- Materials provided -
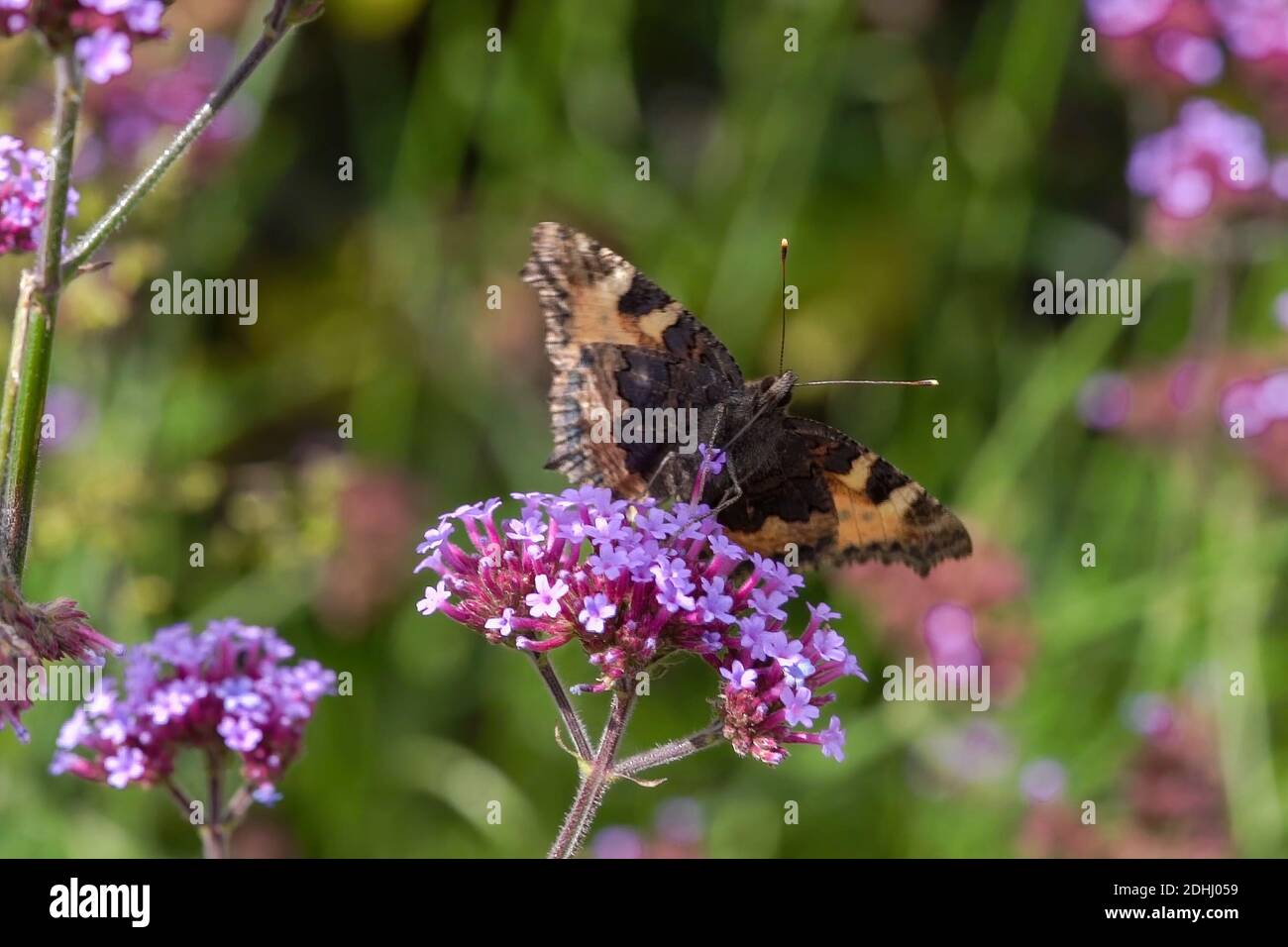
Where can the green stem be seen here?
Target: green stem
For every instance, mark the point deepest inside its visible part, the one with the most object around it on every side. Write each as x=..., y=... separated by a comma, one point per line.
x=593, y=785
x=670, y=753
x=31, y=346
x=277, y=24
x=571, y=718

- Your assignment -
From the entries, find how many lines contain "green" and give the number alone.

- Answer space -
2